The problem
For the entries below, state how many lines contain the word "order" and add nothing else.

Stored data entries
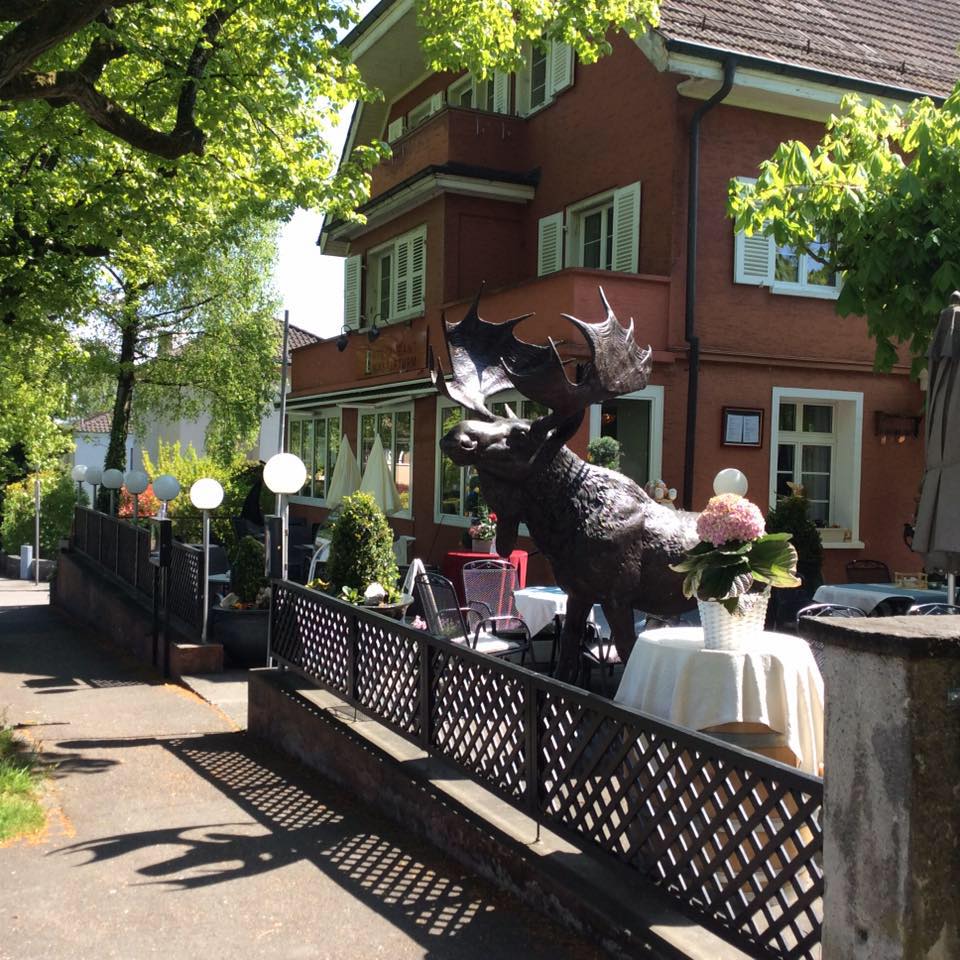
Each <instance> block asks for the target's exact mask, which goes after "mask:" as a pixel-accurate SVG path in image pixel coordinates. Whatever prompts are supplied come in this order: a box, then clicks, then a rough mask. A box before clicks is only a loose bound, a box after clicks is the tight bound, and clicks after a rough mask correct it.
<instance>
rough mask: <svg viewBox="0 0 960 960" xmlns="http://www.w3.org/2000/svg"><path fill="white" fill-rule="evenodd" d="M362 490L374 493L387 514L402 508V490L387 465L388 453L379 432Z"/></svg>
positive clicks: (366, 492)
mask: <svg viewBox="0 0 960 960" xmlns="http://www.w3.org/2000/svg"><path fill="white" fill-rule="evenodd" d="M360 490H361V491H362V492H364V493H369V494H372V495H373V499H374V500H376V501H377V505H378V506H379V507H380V509H381V510H382V511H383V512H384V513H386V514H391V513H396V512H397V511H398V510H399V509H400V492H399V491H398V490H397V485H396V483H394V480H393V471H392V470H391V469H390V467H389V466H388V465H387V455H386V454H385V453H384V451H383V444H382V443H381V442H380V435H379V434H377V436H376V438H375V439H374V441H373V449H372V450H371V451H370V456H369V457H368V458H367V466H366V468H365V469H364V471H363V479H362V480H361V481H360Z"/></svg>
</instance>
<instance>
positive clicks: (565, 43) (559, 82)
mask: <svg viewBox="0 0 960 960" xmlns="http://www.w3.org/2000/svg"><path fill="white" fill-rule="evenodd" d="M547 69H548V71H549V73H548V79H547V84H548V88H547V95H548V96H550V97H552V96H554V95H556V94H558V93H559V92H560V91H561V90H566V89H567V87H572V86H573V47H571V46H570V44H568V43H563V42H562V41H560V40H553V41H552V42H551V43H550V55H549V59H548V61H547Z"/></svg>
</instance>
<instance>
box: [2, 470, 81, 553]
mask: <svg viewBox="0 0 960 960" xmlns="http://www.w3.org/2000/svg"><path fill="white" fill-rule="evenodd" d="M82 502H83V503H84V504H86V503H88V502H89V501H88V499H87V496H86V494H85V493H84V494H82ZM76 503H77V490H76V485H75V484H74V482H73V481H72V480H71V479H70V476H69V474H64V473H60V472H59V471H58V472H56V473H41V474H40V556H41V557H46V558H48V559H49V558H50V557H52V556H53V555H54V554H55V553H56V551H57V546H58V545H59V543H60V541H61V540H63V539H65V538H66V537H67V536H69V534H70V524H71V523H72V521H73V508H74V506H76ZM0 540H2V542H3V552H4V553H19V552H20V546H21V544H24V543H31V544H32V543H33V542H34V516H33V477H32V476H30V477H27V479H26V480H21V481H20V482H19V483H11V484H9V485H8V486H7V488H6V495H5V497H4V502H3V524H2V525H0Z"/></svg>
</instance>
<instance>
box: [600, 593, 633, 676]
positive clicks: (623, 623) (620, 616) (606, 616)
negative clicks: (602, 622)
mask: <svg viewBox="0 0 960 960" xmlns="http://www.w3.org/2000/svg"><path fill="white" fill-rule="evenodd" d="M603 612H604V614H605V615H606V618H607V623H609V624H610V636H611V637H612V638H613V645H614V646H615V647H616V648H617V653H618V654H619V655H620V662H621V663H626V662H627V660H628V658H629V657H630V652H631V651H632V650H633V645H634V644H635V643H636V642H637V634H636V627H635V626H634V622H633V607H631V606H624V605H622V604H619V603H618V604H613V603H610V601H607V602H605V603H604V604H603Z"/></svg>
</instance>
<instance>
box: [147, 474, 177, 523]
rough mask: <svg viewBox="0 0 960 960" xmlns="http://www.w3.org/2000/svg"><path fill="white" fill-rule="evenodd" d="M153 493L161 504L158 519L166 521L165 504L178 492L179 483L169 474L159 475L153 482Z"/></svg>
mask: <svg viewBox="0 0 960 960" xmlns="http://www.w3.org/2000/svg"><path fill="white" fill-rule="evenodd" d="M153 492H154V493H155V494H156V495H157V499H158V500H160V501H161V502H162V503H163V506H162V507H161V508H160V519H161V520H166V518H167V504H168V503H169V502H170V501H171V500H173V498H174V497H176V495H177V494H178V493H179V492H180V481H179V480H177V478H176V477H171V476H170V474H169V473H161V474H160V476H159V477H157V479H156V480H154V481H153Z"/></svg>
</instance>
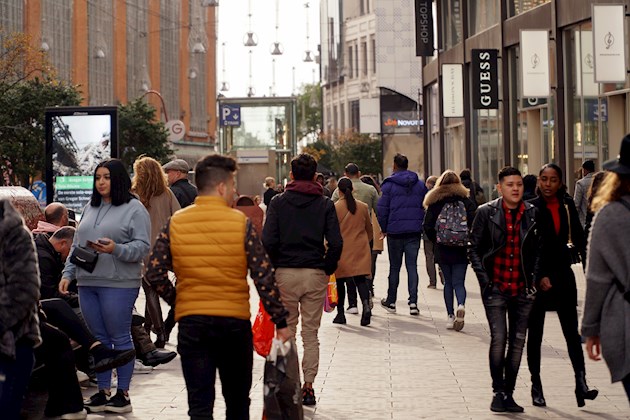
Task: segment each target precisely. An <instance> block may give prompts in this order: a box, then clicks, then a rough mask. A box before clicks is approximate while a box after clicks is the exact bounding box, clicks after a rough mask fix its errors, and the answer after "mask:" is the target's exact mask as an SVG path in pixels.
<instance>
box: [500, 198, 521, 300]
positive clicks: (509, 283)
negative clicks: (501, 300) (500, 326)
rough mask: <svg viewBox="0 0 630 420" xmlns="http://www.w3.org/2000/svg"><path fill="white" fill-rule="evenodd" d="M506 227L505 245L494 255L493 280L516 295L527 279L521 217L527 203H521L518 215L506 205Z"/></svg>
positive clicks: (512, 295) (504, 203)
mask: <svg viewBox="0 0 630 420" xmlns="http://www.w3.org/2000/svg"><path fill="white" fill-rule="evenodd" d="M503 212H504V213H505V227H506V230H507V235H506V236H507V240H506V243H505V246H504V247H503V248H502V249H501V250H500V251H499V252H498V253H497V254H496V255H495V256H494V273H493V274H494V276H493V281H494V283H496V284H497V285H498V286H499V290H501V292H503V293H505V294H508V295H510V296H516V295H517V294H518V293H519V291H521V290H522V289H523V288H524V287H525V280H524V279H523V276H522V275H521V236H520V232H521V218H522V217H523V213H524V212H525V204H523V203H521V205H520V207H519V208H518V211H517V212H516V217H515V216H514V215H513V213H512V210H511V209H508V208H507V207H505V203H503Z"/></svg>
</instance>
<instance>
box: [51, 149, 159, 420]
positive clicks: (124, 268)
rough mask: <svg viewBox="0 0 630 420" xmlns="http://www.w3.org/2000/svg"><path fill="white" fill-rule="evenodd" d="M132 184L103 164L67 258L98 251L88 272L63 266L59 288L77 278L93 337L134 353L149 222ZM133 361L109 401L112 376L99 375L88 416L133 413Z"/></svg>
mask: <svg viewBox="0 0 630 420" xmlns="http://www.w3.org/2000/svg"><path fill="white" fill-rule="evenodd" d="M130 189H131V179H130V178H129V174H128V173H127V171H126V169H125V166H124V165H123V163H122V162H121V161H120V160H118V159H109V160H106V161H103V162H101V163H100V164H99V165H98V166H97V167H96V171H95V173H94V188H93V191H92V198H91V200H90V203H89V204H88V205H87V206H85V209H84V212H83V216H82V218H81V223H80V224H79V227H78V229H77V232H76V234H75V236H74V242H73V244H72V249H71V251H70V253H71V254H70V255H72V253H74V252H75V249H76V248H77V247H79V246H81V247H90V248H92V249H94V250H96V251H98V260H97V263H96V266H95V267H94V270H93V271H92V272H89V271H87V270H85V269H84V268H82V267H80V266H79V265H75V264H74V263H73V262H72V261H71V258H68V260H67V261H66V266H65V268H64V271H63V275H62V277H63V278H62V280H61V282H60V284H59V289H60V291H61V292H62V293H65V292H67V288H68V284H69V283H70V280H73V279H76V280H77V286H78V289H79V302H80V305H81V312H82V314H83V317H84V318H85V321H86V322H87V324H88V327H89V328H90V331H92V333H93V334H94V336H95V337H96V338H97V339H98V340H99V341H100V342H101V343H103V344H104V345H106V346H109V347H112V346H113V348H114V349H116V350H126V349H133V343H132V341H131V332H130V331H131V312H132V309H133V305H134V303H135V301H136V298H137V297H138V291H139V290H140V279H141V278H142V267H143V263H142V261H143V259H144V257H145V256H146V255H147V254H148V252H149V248H150V243H151V241H150V238H149V235H150V232H151V221H150V219H149V213H148V212H147V210H146V209H145V207H144V206H143V205H142V203H141V202H140V200H137V199H136V197H135V196H134V195H133V194H132V193H131V192H130ZM133 366H134V361H133V360H132V361H131V362H129V363H127V364H126V365H124V366H121V367H119V368H117V372H118V391H117V393H116V395H115V396H114V397H111V398H110V387H111V376H112V375H111V371H105V372H103V373H97V375H96V376H97V379H98V389H99V392H97V393H96V394H94V395H93V396H92V397H91V398H90V399H89V401H87V402H86V404H85V408H86V409H87V410H88V411H89V412H103V411H107V412H112V413H128V412H131V411H132V408H131V402H130V400H129V395H128V390H129V383H130V382H131V375H132V373H133Z"/></svg>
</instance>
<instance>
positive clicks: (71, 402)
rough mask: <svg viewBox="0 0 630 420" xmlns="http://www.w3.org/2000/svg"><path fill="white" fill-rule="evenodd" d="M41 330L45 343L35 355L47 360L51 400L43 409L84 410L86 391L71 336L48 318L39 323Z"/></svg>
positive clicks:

Task result
2